━━━ Data for processing ━━━

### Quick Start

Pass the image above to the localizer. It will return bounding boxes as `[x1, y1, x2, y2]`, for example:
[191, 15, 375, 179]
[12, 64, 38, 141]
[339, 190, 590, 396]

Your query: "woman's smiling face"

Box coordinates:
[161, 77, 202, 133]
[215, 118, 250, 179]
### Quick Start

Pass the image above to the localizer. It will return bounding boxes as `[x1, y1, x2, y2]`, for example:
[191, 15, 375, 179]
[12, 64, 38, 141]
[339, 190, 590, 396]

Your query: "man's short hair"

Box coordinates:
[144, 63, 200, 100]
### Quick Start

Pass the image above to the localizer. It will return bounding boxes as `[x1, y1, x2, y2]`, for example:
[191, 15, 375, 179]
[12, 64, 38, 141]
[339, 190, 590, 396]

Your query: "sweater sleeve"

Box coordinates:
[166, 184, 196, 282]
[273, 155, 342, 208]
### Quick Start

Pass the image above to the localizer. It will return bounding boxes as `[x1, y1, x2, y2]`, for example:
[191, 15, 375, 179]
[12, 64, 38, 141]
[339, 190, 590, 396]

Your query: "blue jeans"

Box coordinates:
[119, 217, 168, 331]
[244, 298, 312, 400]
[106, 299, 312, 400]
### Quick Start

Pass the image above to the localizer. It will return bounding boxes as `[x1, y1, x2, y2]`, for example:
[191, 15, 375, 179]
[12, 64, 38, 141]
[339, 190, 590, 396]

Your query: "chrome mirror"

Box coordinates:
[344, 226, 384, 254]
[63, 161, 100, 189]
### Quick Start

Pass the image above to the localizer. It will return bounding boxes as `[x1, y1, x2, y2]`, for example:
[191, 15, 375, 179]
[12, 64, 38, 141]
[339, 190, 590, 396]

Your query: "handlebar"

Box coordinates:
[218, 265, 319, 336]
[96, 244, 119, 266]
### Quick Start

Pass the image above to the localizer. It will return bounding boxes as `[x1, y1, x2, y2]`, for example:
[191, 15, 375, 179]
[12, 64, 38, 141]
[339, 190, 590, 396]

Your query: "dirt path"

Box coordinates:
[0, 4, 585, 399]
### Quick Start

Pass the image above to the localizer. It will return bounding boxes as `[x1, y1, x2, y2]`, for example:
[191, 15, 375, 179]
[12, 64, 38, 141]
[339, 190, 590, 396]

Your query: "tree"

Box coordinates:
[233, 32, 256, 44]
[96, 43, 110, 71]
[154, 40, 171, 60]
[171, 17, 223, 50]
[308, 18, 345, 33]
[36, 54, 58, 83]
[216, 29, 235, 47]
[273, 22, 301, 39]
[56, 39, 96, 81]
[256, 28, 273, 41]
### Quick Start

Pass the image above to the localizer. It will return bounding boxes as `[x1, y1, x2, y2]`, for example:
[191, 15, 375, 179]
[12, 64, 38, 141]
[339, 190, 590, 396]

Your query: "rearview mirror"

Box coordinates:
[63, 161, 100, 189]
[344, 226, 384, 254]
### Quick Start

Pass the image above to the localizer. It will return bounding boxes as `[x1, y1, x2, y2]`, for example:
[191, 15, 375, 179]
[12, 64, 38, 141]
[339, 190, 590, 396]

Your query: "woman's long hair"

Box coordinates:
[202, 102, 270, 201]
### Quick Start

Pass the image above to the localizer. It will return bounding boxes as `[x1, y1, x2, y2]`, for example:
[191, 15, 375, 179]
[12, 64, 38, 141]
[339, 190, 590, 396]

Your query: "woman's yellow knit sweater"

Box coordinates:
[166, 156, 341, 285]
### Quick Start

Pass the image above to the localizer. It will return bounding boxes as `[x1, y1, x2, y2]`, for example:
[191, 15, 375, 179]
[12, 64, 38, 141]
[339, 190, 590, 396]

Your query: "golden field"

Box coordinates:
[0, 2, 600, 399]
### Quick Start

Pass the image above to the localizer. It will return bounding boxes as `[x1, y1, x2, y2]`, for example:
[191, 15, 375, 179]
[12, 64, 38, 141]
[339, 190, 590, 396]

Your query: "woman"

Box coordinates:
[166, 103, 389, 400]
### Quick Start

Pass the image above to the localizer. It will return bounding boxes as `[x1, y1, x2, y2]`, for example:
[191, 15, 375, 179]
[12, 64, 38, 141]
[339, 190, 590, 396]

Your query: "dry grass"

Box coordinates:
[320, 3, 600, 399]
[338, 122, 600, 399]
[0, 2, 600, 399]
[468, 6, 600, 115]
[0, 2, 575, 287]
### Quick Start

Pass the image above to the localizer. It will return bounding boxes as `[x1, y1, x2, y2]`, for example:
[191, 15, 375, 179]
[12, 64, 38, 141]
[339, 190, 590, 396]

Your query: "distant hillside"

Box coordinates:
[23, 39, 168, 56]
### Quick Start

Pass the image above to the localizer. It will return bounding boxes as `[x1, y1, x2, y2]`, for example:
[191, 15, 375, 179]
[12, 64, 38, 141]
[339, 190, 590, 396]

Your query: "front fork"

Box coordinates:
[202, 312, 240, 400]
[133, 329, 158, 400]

━━━

◆ Task prompt
Collect every line of the data above that contains the word "mirror".

◆ Output
Your query: "chrome mirror"
Your query: "rearview mirror"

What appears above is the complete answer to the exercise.